→ STATED EXERCISE
Copy the lines word for word, from the very first one through the line containing "[[1,451],[607,453],[604,271],[340,260],[5,274]]", with both of those lines included. Leave the pictures out of your copy.

--- Begin ---

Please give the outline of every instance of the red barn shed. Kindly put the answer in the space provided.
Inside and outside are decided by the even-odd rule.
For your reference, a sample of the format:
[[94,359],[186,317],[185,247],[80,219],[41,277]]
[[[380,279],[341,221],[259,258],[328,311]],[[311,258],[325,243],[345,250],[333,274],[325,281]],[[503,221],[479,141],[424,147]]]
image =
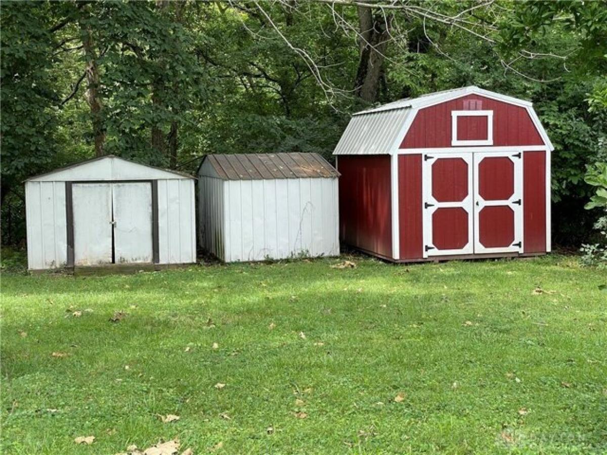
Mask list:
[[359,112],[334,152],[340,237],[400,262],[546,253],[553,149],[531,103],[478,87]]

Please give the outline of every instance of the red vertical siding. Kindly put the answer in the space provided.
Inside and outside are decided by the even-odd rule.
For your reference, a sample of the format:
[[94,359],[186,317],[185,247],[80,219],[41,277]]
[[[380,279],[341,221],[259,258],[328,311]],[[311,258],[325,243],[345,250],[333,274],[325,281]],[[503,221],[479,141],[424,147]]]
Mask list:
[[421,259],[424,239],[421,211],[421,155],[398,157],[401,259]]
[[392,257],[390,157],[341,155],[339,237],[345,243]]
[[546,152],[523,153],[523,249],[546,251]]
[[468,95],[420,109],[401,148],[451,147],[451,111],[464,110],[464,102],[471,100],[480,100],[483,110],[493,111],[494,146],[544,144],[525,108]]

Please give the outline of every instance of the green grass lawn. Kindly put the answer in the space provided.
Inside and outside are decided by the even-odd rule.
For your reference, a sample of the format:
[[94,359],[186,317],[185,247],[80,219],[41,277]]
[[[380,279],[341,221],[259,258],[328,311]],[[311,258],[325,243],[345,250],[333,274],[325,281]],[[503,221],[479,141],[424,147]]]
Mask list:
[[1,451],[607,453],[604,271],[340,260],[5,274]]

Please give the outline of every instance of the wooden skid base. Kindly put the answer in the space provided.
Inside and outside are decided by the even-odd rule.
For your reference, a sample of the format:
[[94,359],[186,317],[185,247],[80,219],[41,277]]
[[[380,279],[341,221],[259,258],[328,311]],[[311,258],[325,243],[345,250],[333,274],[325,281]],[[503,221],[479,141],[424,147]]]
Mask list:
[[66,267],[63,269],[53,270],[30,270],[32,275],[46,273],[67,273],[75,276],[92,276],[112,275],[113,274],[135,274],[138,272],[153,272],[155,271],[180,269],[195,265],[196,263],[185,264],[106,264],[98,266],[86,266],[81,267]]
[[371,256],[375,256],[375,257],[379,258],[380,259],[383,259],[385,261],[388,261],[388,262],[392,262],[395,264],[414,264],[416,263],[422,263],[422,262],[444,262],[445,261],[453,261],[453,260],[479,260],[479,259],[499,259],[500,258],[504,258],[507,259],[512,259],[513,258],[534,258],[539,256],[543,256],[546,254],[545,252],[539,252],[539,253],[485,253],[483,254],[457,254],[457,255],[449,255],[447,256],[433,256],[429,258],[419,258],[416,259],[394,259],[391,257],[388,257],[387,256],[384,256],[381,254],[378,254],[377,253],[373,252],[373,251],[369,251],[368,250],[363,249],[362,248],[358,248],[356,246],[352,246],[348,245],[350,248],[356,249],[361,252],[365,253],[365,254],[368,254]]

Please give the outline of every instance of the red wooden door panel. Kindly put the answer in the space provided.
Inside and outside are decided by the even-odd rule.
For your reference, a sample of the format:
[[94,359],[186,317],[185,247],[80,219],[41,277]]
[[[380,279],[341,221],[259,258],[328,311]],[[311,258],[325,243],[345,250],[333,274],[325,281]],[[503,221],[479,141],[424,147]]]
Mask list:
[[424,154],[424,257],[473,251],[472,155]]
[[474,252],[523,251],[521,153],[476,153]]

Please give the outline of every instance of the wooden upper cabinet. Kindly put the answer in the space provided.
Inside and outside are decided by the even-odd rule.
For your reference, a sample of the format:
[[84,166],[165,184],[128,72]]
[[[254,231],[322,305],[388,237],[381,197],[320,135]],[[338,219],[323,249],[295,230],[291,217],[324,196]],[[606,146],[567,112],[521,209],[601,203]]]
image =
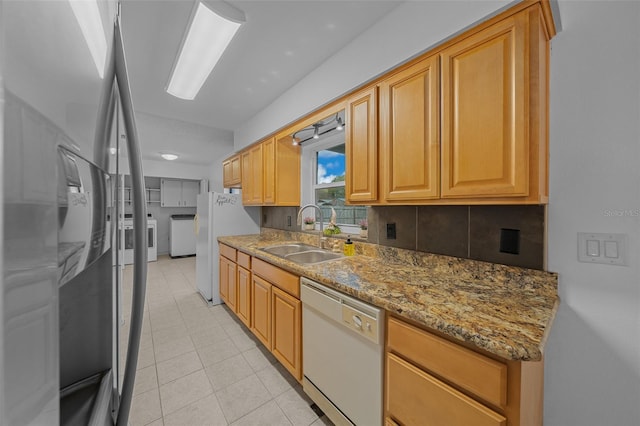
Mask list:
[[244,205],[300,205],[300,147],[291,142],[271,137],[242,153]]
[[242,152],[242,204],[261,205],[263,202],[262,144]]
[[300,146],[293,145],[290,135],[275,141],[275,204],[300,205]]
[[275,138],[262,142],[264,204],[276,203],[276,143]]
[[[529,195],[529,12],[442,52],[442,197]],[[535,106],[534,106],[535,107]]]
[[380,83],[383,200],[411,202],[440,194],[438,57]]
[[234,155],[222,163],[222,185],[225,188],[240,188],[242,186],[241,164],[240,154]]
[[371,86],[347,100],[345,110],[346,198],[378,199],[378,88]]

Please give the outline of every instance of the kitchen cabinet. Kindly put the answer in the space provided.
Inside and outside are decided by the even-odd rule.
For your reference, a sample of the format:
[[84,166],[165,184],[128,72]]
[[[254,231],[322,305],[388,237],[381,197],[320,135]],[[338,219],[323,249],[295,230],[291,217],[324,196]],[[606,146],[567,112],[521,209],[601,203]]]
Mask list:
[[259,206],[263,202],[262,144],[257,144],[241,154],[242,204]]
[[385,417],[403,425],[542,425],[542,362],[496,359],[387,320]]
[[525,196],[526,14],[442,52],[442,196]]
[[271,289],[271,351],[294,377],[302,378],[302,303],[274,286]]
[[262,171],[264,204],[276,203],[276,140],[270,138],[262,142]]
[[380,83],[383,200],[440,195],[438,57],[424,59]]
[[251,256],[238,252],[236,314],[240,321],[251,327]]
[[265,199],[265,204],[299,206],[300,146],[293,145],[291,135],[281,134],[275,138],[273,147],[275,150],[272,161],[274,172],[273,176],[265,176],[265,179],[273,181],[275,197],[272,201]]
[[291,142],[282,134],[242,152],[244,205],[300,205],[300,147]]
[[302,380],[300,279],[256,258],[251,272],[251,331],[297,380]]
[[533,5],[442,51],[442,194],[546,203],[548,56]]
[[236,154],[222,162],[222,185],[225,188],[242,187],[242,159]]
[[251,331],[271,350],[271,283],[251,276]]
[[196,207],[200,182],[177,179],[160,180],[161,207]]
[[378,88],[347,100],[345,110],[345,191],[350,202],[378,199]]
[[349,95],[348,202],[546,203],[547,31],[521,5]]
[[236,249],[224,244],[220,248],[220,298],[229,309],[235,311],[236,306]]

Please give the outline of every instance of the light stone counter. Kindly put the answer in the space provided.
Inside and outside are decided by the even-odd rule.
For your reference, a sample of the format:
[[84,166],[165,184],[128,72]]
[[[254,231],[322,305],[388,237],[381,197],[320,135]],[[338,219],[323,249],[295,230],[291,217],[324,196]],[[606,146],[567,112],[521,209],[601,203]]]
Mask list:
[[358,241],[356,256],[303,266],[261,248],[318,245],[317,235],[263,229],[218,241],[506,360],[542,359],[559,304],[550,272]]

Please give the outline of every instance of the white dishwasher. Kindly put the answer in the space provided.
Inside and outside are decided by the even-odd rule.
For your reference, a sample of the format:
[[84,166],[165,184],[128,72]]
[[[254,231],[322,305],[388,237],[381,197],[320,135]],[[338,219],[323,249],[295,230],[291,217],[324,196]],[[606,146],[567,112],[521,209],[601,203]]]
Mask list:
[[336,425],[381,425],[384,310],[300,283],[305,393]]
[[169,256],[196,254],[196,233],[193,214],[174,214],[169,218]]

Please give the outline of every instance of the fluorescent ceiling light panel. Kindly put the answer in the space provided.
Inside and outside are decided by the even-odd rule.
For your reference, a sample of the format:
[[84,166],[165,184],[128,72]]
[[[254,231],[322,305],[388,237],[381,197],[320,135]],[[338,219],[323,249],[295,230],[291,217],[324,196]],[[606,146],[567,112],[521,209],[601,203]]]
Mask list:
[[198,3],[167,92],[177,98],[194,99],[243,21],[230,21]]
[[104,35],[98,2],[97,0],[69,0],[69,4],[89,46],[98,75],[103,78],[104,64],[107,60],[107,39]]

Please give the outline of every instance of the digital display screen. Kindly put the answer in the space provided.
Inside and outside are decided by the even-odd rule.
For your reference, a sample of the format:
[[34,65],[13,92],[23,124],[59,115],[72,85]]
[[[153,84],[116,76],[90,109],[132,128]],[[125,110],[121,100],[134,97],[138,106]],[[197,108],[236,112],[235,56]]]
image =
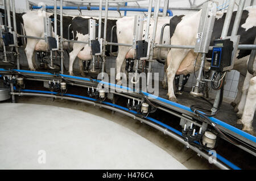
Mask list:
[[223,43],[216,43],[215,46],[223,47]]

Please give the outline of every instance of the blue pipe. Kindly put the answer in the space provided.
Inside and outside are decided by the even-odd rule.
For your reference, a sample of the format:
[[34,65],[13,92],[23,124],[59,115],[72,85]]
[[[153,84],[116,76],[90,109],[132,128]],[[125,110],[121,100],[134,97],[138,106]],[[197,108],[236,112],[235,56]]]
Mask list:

--- End ---

→ RESPONSE
Please give the outline of every instance of the red barn shed. Kindly put the answer in the space provided.
Inside and outside are decided by the even-odd rule.
For your reference, a sample of the format:
[[94,359],[186,317],[185,247],[80,219],[41,277]]
[[[380,279],[341,221],[259,258],[328,311]],[[311,258],[325,243],[345,250],[333,274],[325,281]],[[503,221],[479,141],[424,147]]]
image =
Mask list:
[[359,112],[334,152],[340,237],[400,262],[546,253],[553,149],[531,103],[478,87]]

Please give the outline of every instance of the red vertical siding. Kindly put the answer in the space provided.
Inside and outside are decided by the even-odd rule.
For your reference, a sample of the format:
[[94,359],[186,317],[185,247],[80,219],[41,277]]
[[[380,279],[341,221],[259,258],[328,311]],[[311,258],[325,243],[345,250],[333,274],[325,281]],[[503,221],[479,141],[424,147]]]
Mask list:
[[421,259],[424,239],[421,211],[421,155],[398,157],[401,259]]
[[392,257],[390,157],[341,155],[339,237],[345,243]]
[[546,152],[523,153],[523,249],[546,251]]
[[468,95],[420,109],[401,148],[451,147],[451,111],[464,110],[464,102],[471,100],[480,100],[483,110],[493,111],[494,146],[544,144],[525,108]]

Please give the outline of every instance of the green grass lawn. Kindly put the answer in the space provided.
Inside and outside are decided by the even-odd rule.
For your reference, a sample of the format:
[[94,359],[186,317],[185,247],[80,219],[41,277]]
[[[380,279],[341,221],[259,258],[328,311]],[[311,258],[325,243],[345,250],[333,274],[325,281]],[[503,221],[479,141],[424,147]]]
Mask list:
[[1,451],[607,453],[604,271],[340,260],[5,274]]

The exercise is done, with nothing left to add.